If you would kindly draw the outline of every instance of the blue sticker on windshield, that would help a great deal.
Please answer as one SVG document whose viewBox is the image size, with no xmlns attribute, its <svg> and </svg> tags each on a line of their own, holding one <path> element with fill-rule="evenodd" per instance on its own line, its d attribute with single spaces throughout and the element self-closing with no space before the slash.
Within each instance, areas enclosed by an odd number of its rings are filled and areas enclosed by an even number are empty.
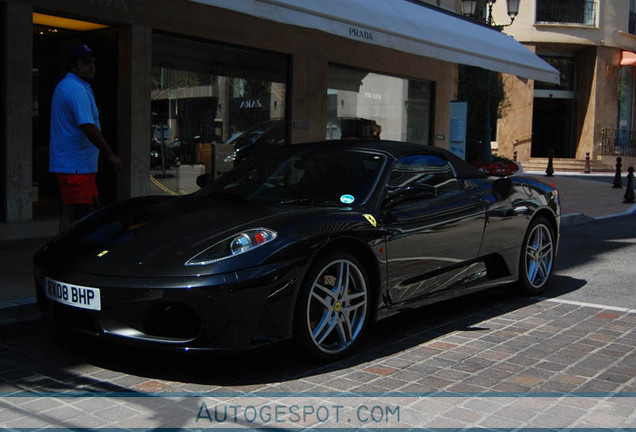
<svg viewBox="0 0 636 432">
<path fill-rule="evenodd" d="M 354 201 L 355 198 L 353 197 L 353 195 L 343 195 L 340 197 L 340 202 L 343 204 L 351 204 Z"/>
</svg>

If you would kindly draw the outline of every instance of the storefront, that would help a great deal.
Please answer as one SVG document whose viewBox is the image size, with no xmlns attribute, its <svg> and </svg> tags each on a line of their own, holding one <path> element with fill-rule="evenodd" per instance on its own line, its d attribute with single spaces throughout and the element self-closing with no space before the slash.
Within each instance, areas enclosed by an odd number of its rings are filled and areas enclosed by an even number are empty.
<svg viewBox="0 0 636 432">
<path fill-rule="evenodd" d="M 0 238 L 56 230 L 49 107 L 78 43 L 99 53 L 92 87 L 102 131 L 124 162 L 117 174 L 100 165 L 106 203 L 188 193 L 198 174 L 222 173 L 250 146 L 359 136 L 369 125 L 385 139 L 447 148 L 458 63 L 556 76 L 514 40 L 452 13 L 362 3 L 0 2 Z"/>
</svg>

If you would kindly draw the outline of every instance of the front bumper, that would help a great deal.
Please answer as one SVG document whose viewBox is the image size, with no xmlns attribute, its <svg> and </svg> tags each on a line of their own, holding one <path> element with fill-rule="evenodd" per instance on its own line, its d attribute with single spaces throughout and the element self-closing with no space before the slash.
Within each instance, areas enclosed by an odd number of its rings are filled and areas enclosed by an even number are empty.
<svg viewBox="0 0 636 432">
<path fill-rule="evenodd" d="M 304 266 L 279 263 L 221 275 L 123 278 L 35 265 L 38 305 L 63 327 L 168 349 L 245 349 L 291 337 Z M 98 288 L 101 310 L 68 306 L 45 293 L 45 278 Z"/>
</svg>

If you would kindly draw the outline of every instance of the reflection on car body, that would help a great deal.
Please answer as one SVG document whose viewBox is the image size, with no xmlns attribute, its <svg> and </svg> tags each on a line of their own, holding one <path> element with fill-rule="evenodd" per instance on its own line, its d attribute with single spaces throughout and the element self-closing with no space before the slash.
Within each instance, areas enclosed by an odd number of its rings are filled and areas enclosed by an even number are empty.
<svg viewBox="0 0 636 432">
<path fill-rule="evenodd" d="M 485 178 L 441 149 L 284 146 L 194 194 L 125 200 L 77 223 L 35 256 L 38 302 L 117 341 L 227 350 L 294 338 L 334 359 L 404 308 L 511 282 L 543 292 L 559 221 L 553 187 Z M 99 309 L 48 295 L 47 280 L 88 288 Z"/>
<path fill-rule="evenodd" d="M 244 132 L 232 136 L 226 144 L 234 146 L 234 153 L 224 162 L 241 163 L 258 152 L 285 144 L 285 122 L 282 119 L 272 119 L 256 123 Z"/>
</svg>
^^^^
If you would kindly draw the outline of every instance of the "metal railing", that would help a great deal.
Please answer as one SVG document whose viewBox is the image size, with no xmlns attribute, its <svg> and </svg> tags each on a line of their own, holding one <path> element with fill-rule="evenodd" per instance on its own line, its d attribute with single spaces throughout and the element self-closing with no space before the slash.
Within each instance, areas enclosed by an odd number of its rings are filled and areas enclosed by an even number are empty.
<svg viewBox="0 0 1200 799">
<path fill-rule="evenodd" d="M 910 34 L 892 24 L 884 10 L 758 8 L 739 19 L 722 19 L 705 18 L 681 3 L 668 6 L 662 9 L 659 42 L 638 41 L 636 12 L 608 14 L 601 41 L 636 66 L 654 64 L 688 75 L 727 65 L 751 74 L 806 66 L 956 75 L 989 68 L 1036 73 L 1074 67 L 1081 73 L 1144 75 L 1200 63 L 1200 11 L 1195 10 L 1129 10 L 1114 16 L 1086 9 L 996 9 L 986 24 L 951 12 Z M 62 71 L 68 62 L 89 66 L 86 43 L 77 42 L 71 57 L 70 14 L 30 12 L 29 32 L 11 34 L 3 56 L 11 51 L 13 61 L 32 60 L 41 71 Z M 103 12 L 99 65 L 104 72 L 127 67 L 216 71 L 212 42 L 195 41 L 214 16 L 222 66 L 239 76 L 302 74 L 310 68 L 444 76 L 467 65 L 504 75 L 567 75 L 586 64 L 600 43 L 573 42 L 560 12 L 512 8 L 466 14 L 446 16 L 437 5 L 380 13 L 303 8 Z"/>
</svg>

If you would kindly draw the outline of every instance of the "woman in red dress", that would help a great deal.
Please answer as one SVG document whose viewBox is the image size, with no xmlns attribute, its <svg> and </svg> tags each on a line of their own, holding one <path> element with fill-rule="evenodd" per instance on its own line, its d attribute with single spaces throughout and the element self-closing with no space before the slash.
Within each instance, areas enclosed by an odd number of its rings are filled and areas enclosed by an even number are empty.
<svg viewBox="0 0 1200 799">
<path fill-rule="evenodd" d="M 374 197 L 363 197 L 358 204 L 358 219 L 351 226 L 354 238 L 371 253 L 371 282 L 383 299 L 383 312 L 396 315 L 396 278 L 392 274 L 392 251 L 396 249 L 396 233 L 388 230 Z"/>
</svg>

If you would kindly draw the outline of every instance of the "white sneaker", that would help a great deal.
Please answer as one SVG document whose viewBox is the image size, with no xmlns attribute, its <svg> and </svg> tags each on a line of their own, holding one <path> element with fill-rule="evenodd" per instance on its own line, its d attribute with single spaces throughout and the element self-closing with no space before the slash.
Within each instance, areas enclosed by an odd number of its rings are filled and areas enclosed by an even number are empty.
^^^^
Scan the records above for the word "great" and return every line where it occurs.

_Problem solution_
If you would kindly draw the outline of every instance of the blue sticker on windshield, that would help a great deal.
If you would kindly draw the outline of every instance of the storefront, that would help a great deal.
If you would kindly draw the outline of every instance of the front bumper, that would help a great deal.
If you would kindly draw the outline of every instance of the reflection on car body, that would help a great deal.
If you would kindly draw the outline of every instance of the "metal railing", that would help a great deal.
If you would kindly draw the outline of every instance of the "woman in red dress", that would help a great deal.
If you would kindly draw the outline of every instance of the "white sneaker", that would help a great deal.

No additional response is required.